- _Instructions for the task_
The answer must consist of every line from the data that holds the string "docked".

- _Material for the task_
=======

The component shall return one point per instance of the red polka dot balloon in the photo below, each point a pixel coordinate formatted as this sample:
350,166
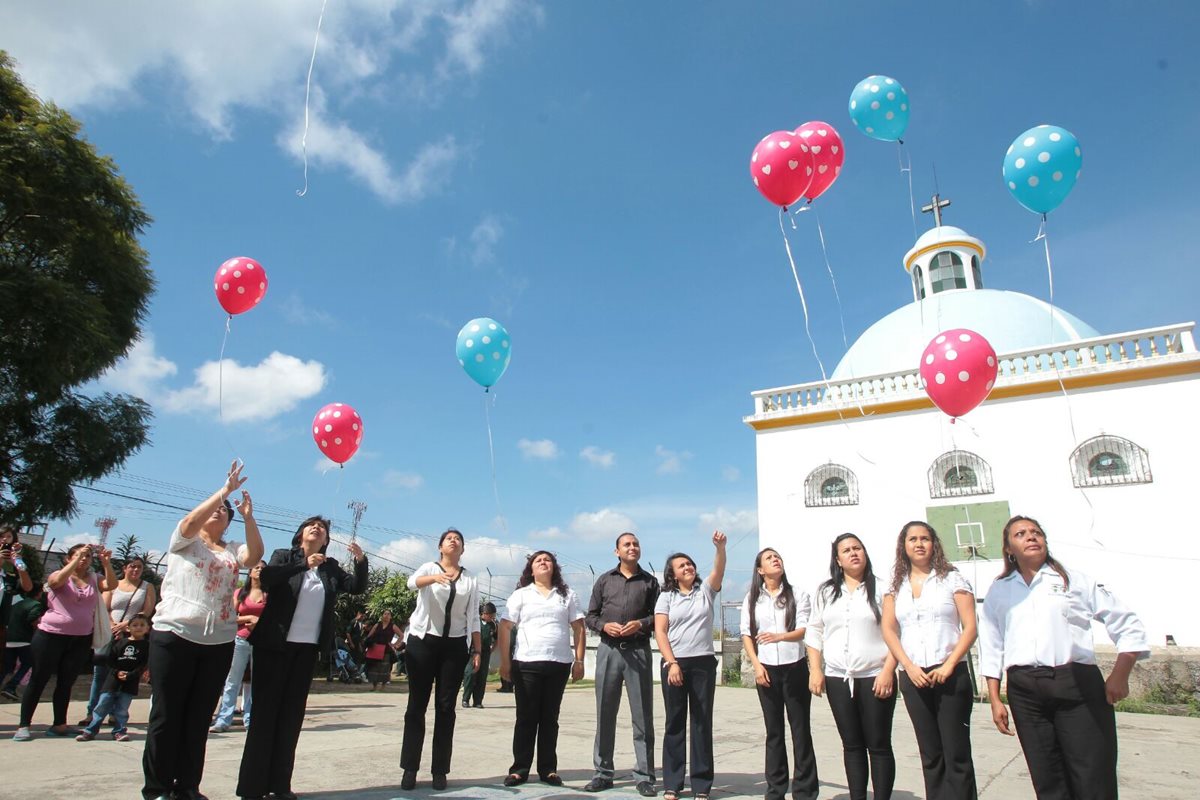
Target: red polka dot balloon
781,167
958,370
337,431
240,284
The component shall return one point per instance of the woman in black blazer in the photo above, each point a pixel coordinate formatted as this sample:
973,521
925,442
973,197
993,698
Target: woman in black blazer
295,630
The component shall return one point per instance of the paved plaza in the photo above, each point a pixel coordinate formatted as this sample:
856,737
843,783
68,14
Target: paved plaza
351,749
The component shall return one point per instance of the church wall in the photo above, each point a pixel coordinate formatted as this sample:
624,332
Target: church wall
1141,541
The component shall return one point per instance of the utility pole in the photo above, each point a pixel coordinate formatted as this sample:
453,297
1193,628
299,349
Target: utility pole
105,524
357,509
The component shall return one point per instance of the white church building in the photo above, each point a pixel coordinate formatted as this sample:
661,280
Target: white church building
1092,434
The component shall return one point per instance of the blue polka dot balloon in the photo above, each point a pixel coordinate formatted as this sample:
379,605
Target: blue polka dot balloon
879,107
484,350
1042,166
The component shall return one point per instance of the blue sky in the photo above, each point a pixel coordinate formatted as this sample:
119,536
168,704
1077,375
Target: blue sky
580,173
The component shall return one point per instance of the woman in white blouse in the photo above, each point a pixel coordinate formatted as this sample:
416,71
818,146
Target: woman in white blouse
929,624
1036,629
549,650
845,645
191,645
774,618
683,627
447,617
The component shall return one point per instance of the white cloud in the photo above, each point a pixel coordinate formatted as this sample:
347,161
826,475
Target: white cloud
395,479
141,371
539,449
275,385
597,457
670,461
733,524
221,58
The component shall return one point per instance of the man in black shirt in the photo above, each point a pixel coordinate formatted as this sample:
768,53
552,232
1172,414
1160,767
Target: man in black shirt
622,612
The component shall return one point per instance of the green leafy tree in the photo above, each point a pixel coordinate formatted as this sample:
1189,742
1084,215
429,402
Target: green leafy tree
73,290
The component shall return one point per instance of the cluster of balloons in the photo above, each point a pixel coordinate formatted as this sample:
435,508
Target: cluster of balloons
958,371
787,166
1042,167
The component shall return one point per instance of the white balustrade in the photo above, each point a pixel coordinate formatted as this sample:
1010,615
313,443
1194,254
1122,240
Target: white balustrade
1126,350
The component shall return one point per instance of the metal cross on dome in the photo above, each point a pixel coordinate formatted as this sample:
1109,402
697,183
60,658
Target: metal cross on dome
936,209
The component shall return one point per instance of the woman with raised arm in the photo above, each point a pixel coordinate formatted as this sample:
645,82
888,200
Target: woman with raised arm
683,627
294,632
1037,630
63,642
774,618
849,656
442,625
551,643
929,624
191,644
247,603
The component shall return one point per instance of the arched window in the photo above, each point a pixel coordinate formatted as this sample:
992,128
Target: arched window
959,473
918,283
946,272
831,485
1110,461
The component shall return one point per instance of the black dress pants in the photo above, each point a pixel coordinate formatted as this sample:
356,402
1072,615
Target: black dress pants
186,680
280,683
941,719
864,723
789,692
60,656
432,660
1067,729
539,687
694,698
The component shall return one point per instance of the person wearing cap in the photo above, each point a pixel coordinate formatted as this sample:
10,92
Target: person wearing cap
294,631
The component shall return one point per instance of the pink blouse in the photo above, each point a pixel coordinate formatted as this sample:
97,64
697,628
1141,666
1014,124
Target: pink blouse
71,611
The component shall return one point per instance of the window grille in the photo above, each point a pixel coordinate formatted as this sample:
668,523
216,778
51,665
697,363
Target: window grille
831,485
1110,461
958,474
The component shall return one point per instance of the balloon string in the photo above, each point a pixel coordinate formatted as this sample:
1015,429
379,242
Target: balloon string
912,202
491,451
808,331
1044,238
225,429
307,91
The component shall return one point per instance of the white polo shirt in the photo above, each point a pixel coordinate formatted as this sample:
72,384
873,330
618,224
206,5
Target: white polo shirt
544,624
929,625
1049,624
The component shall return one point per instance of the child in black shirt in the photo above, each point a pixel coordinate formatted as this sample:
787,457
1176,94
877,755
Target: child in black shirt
127,657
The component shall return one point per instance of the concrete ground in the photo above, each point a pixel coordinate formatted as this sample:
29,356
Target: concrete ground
351,749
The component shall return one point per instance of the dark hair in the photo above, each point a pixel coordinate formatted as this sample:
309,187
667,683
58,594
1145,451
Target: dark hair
670,583
244,591
786,599
903,565
324,523
837,576
1011,560
451,530
556,576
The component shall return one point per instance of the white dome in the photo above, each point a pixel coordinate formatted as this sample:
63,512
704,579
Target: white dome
1009,320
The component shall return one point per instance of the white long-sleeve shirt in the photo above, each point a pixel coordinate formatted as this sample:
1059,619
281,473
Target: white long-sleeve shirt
1049,624
435,602
846,633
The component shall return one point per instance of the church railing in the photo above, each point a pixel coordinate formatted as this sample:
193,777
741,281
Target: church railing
1098,354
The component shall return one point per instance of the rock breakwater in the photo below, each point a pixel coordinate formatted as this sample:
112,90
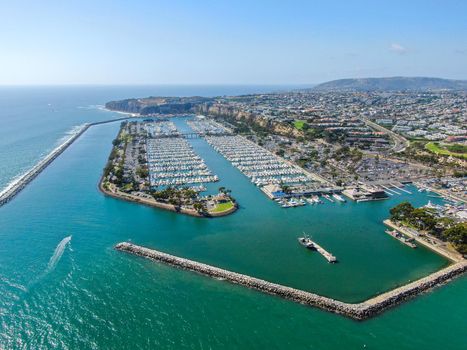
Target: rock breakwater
358,311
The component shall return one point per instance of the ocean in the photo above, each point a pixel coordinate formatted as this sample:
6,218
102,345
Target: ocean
63,286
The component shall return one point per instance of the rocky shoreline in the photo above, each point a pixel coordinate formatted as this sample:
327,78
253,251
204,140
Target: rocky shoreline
360,311
159,205
31,174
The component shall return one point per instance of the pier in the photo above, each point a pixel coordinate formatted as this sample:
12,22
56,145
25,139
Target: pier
359,311
30,175
328,256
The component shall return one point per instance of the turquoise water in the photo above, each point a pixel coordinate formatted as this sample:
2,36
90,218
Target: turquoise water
89,296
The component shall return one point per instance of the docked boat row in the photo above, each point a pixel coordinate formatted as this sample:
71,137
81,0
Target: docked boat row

=======

- _Written solution_
The component shall return one point per instance of the docked boat row in the photo above, each point a pixel coordinate formatted as this sample:
Target: docked boat row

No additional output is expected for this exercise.